What you need to do:
Leave out the pictures and reproduce all of the data exactly.

Provided data:
☆ ☆ ☆ ☆ ☆ ☆ ☆
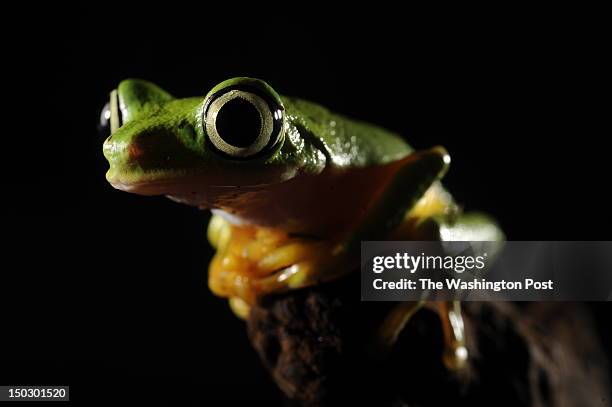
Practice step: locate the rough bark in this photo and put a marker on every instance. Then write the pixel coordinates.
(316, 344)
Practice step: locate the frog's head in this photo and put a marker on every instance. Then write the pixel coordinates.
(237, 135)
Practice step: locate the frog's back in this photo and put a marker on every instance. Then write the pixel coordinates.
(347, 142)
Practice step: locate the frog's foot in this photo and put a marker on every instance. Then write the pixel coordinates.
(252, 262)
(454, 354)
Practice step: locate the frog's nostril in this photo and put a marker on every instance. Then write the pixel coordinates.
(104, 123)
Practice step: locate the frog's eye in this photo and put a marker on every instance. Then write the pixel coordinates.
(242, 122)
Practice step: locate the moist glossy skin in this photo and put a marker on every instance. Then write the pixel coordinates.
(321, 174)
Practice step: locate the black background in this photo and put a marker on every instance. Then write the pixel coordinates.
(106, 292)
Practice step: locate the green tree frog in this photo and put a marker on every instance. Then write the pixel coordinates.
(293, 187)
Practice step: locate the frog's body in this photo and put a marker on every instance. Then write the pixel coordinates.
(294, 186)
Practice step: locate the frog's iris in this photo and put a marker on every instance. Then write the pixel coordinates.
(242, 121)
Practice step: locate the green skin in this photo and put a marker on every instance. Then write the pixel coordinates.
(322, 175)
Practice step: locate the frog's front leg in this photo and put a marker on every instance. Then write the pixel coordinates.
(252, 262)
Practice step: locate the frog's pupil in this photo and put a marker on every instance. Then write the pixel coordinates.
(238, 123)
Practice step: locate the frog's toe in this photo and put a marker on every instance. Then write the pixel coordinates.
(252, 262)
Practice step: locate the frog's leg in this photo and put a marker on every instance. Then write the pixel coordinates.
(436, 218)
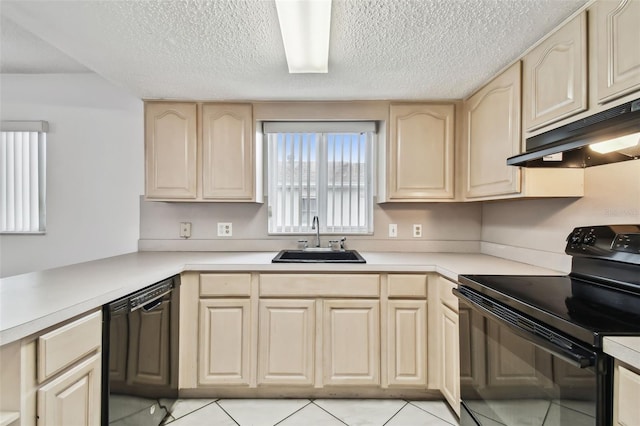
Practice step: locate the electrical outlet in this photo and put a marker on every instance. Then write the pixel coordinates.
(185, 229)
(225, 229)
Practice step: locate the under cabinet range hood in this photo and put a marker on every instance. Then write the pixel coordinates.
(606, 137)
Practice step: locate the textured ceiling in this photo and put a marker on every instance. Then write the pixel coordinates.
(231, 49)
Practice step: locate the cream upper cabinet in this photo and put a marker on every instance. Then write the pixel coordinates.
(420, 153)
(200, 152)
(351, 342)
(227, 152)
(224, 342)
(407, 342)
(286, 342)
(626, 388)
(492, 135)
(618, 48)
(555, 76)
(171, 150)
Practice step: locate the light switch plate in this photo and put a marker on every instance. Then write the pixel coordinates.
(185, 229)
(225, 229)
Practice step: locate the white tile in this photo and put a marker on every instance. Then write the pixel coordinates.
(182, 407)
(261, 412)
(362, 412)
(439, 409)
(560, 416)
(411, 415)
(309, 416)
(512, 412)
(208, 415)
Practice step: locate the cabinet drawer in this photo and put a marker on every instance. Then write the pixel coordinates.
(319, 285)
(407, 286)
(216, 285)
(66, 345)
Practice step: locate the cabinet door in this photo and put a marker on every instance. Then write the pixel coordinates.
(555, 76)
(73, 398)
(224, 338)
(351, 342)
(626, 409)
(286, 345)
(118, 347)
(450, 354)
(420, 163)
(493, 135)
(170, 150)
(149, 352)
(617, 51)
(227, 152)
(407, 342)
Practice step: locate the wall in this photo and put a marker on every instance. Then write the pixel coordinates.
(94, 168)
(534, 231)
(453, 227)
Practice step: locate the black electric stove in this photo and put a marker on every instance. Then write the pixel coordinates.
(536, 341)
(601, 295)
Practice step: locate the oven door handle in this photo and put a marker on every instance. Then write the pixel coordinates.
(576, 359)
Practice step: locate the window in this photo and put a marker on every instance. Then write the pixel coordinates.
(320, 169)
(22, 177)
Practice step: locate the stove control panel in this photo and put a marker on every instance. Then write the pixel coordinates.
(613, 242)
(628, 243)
☆ ☆ ☆ ☆ ☆ ☆ ☆
Exercise output:
Practice step: locate the rough bark in this photo and put a marker on every instance. Then write the pixel coordinates.
(316, 344)
Practice step: locate the frog's head in this photo and put a marker on every instance. Then write the pixel coordinates.
(237, 135)
Practice step: locate the frog's back in this photo and put a marker on every instance. Then write the pixel coordinates.
(347, 142)
Practice step: locate the frog's foot in this photo and put a marker on every instance. Then write the pixel coordinates.
(252, 262)
(454, 354)
Practice step: locate the frog's nostril in this photo and put a marker on every instance. Then write the pixel coordinates.
(104, 123)
Practice step: locate the frog's eye in this photo and put a marker on every instance. Then write the pixel coordinates.
(242, 122)
Practice step: locate the moist glossy skin in this photo and put a marker on every instance. Then write the pixel coordinates.
(321, 174)
Practice step: locate the black background in this photo and put a marker on every instance. Then write the pixel coordinates.
(106, 292)
Practice step: locate the green tree frog in this photo and put a marker on every instance. Then write the pixel coordinates.
(293, 187)
Practice step: locate the frog's body in this photo and put a marker on every instance. Then write the pixel coordinates.
(294, 186)
Practice step: locate the frog's iris in this photo and put a marker on every instance. Then write the pixel coordinates.
(242, 121)
Practice step: locate the green skin in this photo and put a marker on every instance. Then write the pixel coordinates.
(322, 175)
Practice step: locate the frog's front leg in this photo and put a marker on every instance. Then write the pixel coordinates.
(252, 262)
Practice step: locate the frog's pupil in this photo and put a marker on every instance. Then write the pixel coordinates.
(238, 123)
Practice step: locate the frog's toe in this photo and put a marker on every instance. Then write the pixel coordinates.
(252, 262)
Practice step: locate the frog's leg in this photo and put a marker on every instance. Then write the pixel coordinates.
(436, 218)
Practice step: locate the electrical outlet in this photo and put a marker on every instance. Then write the pixel coordinates.
(185, 229)
(225, 229)
Practice step: locate the under cabinet range hood in this photo and put a marker on every instance. Then write the pixel coordinates.
(606, 137)
Practice step: locate the textured ceiling in this photo and put a marker on every instance. Then write the pixel coordinates.
(231, 49)
Practice step: locate the cream upper cabinet in this photo and put a marker on every instance. Then write the pixel coordinates.
(420, 153)
(200, 152)
(351, 342)
(227, 152)
(224, 342)
(407, 342)
(286, 342)
(626, 388)
(492, 135)
(618, 48)
(555, 76)
(171, 150)
Practice step: locate the light switch plate in this photo and put a marker on every instance. Then write the pixel coordinates.
(185, 229)
(225, 229)
Practice step: locate the white tile in this photo and put a marker on every instance. Then write the pixel coordinates.
(182, 407)
(261, 412)
(362, 412)
(439, 409)
(560, 416)
(411, 415)
(309, 416)
(512, 412)
(208, 415)
Practice step: locate the cabinet drawer in this photo and put a marker on every instance. Then write the pixel coordinates.
(319, 285)
(407, 286)
(216, 285)
(66, 345)
Practice step: locate the cabinet door in this photo and put a marker on every instance. Then write the pixel coordinates.
(555, 76)
(73, 398)
(224, 338)
(351, 342)
(626, 409)
(286, 345)
(118, 347)
(450, 354)
(420, 163)
(493, 135)
(170, 150)
(149, 352)
(617, 51)
(227, 152)
(407, 342)
Practice step: locate the wall in this photo and put a marker on every instance. Then write the pixel coordinates.
(94, 168)
(534, 231)
(453, 227)
Practice step: locate the black electric stove in this photo and put a marker on every instance. Then write the pixel coordinates.
(536, 341)
(601, 295)
Practice step: locate the oven door handle in this photo and put a marker on every instance. Then write the pixel coordinates.
(576, 359)
Practice step: locate the window in this photo and put a marker on every instance. Then write the pixel coordinates.
(320, 169)
(22, 177)
Practice step: locate the stove control panel in this photo and put a marker on every instance. Then write the pixel coordinates.
(613, 242)
(628, 243)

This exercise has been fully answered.